## WHAT THIS EXERCISE ASKS
• 1. In the comment letter on the auditor independence rules, why does Commercial Federal Corporation favor a "time out" period shorter than five years? Answer in one to three sentences.
• 2. Determine whether each statement agrees with the comment letter on the auditor independence rules. Answer yes or no for each, and quote the deciding words of the letter exactly.
(a) Commercial Federal Bank operates 188 branches across seven states.
(b) Commercial Federal Corporation supports a full five-year "time out" period.
(c) Commercial Federal Bank is regulated by the Federal Reserve.
• 3. According to the comment letter on the auditor independence rules, where is Commercial Federal Bank headquartered?

## GIVEN TEXT
START
Commercial Federal Bank

January 13, 2003

Mr. Jonathan G. Katz, Secretary
U.S. Securities and Exchange Commission
450 Fifth Street, NW
Washington, D.C. 20549-0609

Dear Mr. Katz,

Commercial Federal Corporation (CFC) welcomes the opportunity to comment on the proposed rules to implement certain sections under Title II - Auditor Independence of the Sarbanes-Oxley Act.

Commercial Federal Corporation's primary subsidiary is Commercial Federal Bank (CFB). CFB is a $13 billion federal savings bank, headquartered in Omaha, Nebraska, and regulated by the Office of Thrift Supervision. CFB operates 188 branches across seven states, including Arizona, Colorado, Iowa, Kansas, Missouri, Nebraska, and Oklahoma. CFC's stock (ticker: CFB) has been actively traded on the NYSE since August 1995.

CFC strongly supports the SEC's efforts to enhance investor confidence in corporate America through the rule-making process. We greatly appreciate the opportunity to share our perspective on certain of the "Request for Comment" questions and other matters posed in the proposed rules (release no. 33-8154; 34-45934; 35-27610; IC-25838; IA-2088; FR-64, File No. S7-49-02).

Tax Services

We strongly believe the delivery of certain tax services is a natural and related extension of the audit and accounting services provided by accounting firms. Therefore, we support the specific statement in this section indicating that "Nothing in these proposed rules is intended to prohibit an accounting firm from providing tax services to its audit clients when those services have been pre-approved by the client's audit committee."

The proposal queries, "Would expansion of the proxy disclosure of professional fees paid to the independent auditor from three categories to four provide more useful information to investors?"

We support this change. This information would be appropriately reflective of the codification of prohibited services (removal of the "financial information technology consulting fees" category) and more informative to the investing public (addition of the "tax fees" category). These changes will also provide more transparent information for the investing public on the scope and nature of services provided by its accounting firm (creation of both the "tax fees" and "audit-related fees" categories).

Partner Rotation

The questions posed included: "Is the five-year `time out' period necessary or appropriate? Would some shorter time period be sufficient, such as two, three or four years? Should there be different `time out' periods based on a partner's role in the audit process?"

A rotation for the lead and concurring partners seems appropriate, and is basically consistent with existing large public accounting firm practice. This will, however, pose a timing challenge for the public accounting industry, as it must attempt to prevent the rotation of both partners from directly coinciding. Such a concurring event will result in potentially significant service disruptions compounded by the impact of learning curves for the "incoming" key individuals.

However, we do believe that a full five-year `time out' period is unnecessarily excessive. If a partner newly rotated on to the engagement were to identify possible "overlooked" issues, such issues would most likely surface in the first one or two years of a rotation. To better balance service with the intent of enhanced objectivity and independence of the firm as a whole, as gained through rotation, we would be more supportive of a shorter `time out' period (such as two years).

We also believe that extending the rotational requirements to individuals beyond the lead and concurring partners to be problematic and difficult to execute. We suggest that the extension of a rotational requirement to personnel other than the lead and concurring partners be solely at the discretion of a company's board or audit committee. Since the audit committee would need to be independent and would have full responsibility for the "appointment, compensation, retention and oversight" of the work (per other pending rules from Sarbanes-Oxley Act Section 301), the committee would best understand the full extent of such services delivered to the company. Therefore, the audit committee would be in the best position to determine if the rotational requirements should go further than the lead and concurring partners and would be in a position to make that decision fully independent of company management.
END
## PROVIDED DATA
START
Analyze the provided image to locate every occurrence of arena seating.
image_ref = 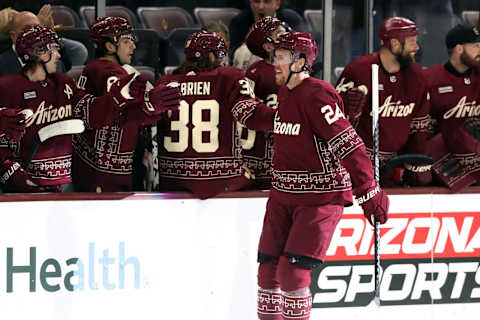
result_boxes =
END
## ANSWERS FOR THE TASKS
• 1. Commercial Federal Corporation argues that any "overlooked" issues found by a partner newly rotated onto the engagement would most likely surface in the first one or two years of the rotation. It therefore considers a full five-year period unnecessarily excessive. In its view, a shorter period, such as two years, better balances service with the goal of greater objectivity and independence.

• 2.
(a) Yes: "CFB operates 188 branches across seven states"
(b) No: "we do believe that a full five-year `time out' period is unnecessarily excessive"
(c) No: "regulated by the Office of Thrift Supervision"

• 3. Omaha, Nebraska.